-- start DATA EXTRACT --

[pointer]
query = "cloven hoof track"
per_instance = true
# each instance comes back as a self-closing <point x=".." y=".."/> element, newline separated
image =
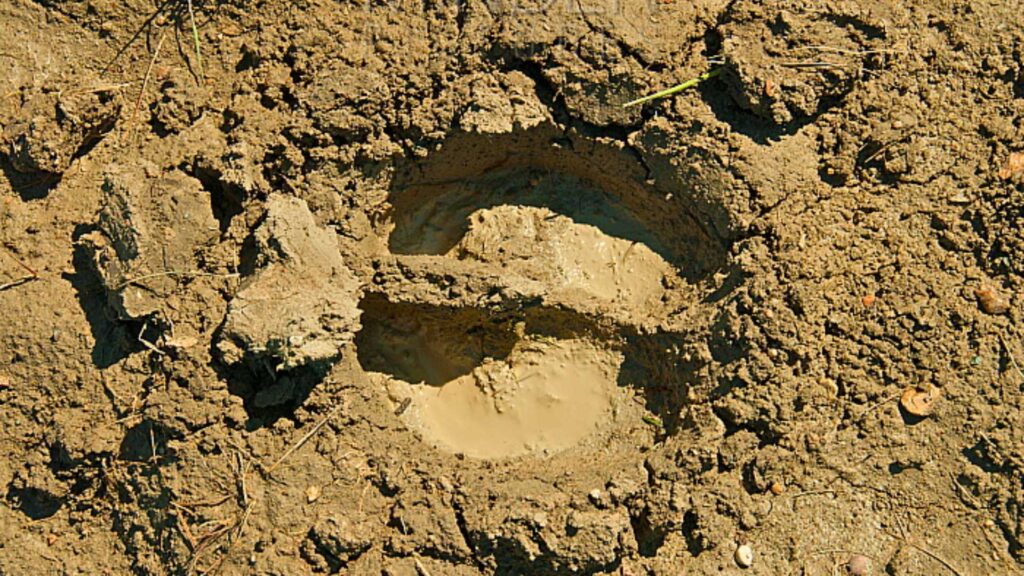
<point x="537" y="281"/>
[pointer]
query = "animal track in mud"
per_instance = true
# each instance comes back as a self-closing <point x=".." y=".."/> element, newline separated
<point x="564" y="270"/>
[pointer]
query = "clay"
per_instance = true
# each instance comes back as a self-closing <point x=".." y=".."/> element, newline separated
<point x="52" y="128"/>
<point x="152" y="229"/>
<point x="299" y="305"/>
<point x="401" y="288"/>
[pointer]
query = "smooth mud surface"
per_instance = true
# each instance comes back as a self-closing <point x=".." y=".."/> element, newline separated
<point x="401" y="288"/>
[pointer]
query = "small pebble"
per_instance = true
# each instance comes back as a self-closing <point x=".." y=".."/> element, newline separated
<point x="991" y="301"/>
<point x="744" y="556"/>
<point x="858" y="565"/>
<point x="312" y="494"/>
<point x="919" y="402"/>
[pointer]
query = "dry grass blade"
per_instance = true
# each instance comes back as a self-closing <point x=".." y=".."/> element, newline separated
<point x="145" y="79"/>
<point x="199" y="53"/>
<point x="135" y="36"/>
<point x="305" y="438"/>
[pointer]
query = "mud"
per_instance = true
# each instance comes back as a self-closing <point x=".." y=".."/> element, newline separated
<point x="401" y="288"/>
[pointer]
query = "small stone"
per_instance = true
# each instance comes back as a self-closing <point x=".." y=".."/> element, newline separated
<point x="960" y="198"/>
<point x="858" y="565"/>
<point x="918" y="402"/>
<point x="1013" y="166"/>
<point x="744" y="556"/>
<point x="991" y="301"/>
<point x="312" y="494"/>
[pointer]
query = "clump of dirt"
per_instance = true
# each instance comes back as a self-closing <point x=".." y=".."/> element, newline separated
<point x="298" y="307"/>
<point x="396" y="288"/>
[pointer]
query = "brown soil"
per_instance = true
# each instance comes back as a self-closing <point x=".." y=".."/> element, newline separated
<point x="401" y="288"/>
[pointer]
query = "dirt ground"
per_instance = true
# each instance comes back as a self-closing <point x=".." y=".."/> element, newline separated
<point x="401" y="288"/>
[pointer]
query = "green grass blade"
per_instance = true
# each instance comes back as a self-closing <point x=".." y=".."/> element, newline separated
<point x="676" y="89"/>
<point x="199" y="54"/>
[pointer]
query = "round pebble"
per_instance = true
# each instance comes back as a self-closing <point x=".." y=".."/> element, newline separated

-- end DATA EXTRACT --

» INSTRUCTIONS FOR THE TASK
Make an exact copy of every record, pictures excluded.

» EXERCISE SOLUTION
[pointer]
query = "cloven hoof track"
per_instance = true
# each instance comes back as a self-closing <point x=".." y=".."/> element, newline separated
image =
<point x="537" y="281"/>
[pointer]
query = "animal track in mud"
per_instance = true
# each instance comes back as a self-closing <point x=".." y=".."/> element, newline separated
<point x="564" y="270"/>
[pointer]
query = "clay"
per_instance = true
# each instance comes back as a self-closing <point x=".." y=".."/> element, newline separated
<point x="52" y="128"/>
<point x="152" y="229"/>
<point x="299" y="305"/>
<point x="401" y="288"/>
[pointer]
query = "smooth mud surface"
per_instance = true
# each instance comes back as a self-closing <point x=".." y=".."/> element, newline separated
<point x="401" y="288"/>
[pointer]
query = "small pebble"
per_instance = true
# each instance comes back as a self-closing <point x=".." y=".."/> element, newline separated
<point x="991" y="301"/>
<point x="744" y="556"/>
<point x="858" y="565"/>
<point x="312" y="494"/>
<point x="919" y="402"/>
[pointer]
query = "dry grass blade"
per_instance = true
# each instance comes back as a self-closing <point x=".." y=".."/> element, newline separated
<point x="145" y="79"/>
<point x="199" y="53"/>
<point x="135" y="36"/>
<point x="305" y="438"/>
[pointer]
query = "mud"
per_instance = true
# each instance comes back as a self-closing <point x=".." y=".."/> element, newline separated
<point x="401" y="288"/>
[pointer]
query = "small stone"
per_instance = true
# each instance comes back as a self-closing <point x=".." y=".."/> element, newline separated
<point x="960" y="198"/>
<point x="858" y="565"/>
<point x="918" y="402"/>
<point x="1013" y="166"/>
<point x="744" y="556"/>
<point x="991" y="301"/>
<point x="312" y="494"/>
[pointer]
query = "clump of dirt"
per_instance = true
# each instance comes back as a self-closing <point x=".." y=".."/> element, newline separated
<point x="298" y="307"/>
<point x="396" y="288"/>
[pointer]
query = "brown soil"
per_instance = true
# each instance comes back as a self-closing <point x=".." y=".."/> element, newline separated
<point x="401" y="288"/>
[pointer]
query = "dirt ground"
per_instance = true
# each instance comes back as a self-closing <point x=".." y=".."/> element, newline separated
<point x="401" y="288"/>
[pointer]
query = "green grass blade"
per_instance = true
# each instance comes back as a self-closing <point x=".." y=".."/> element, newline separated
<point x="676" y="89"/>
<point x="199" y="54"/>
[pointer]
query = "round pebble"
per_instance = true
# each instance comes back as a self-closing <point x=".." y=".."/> element, newline separated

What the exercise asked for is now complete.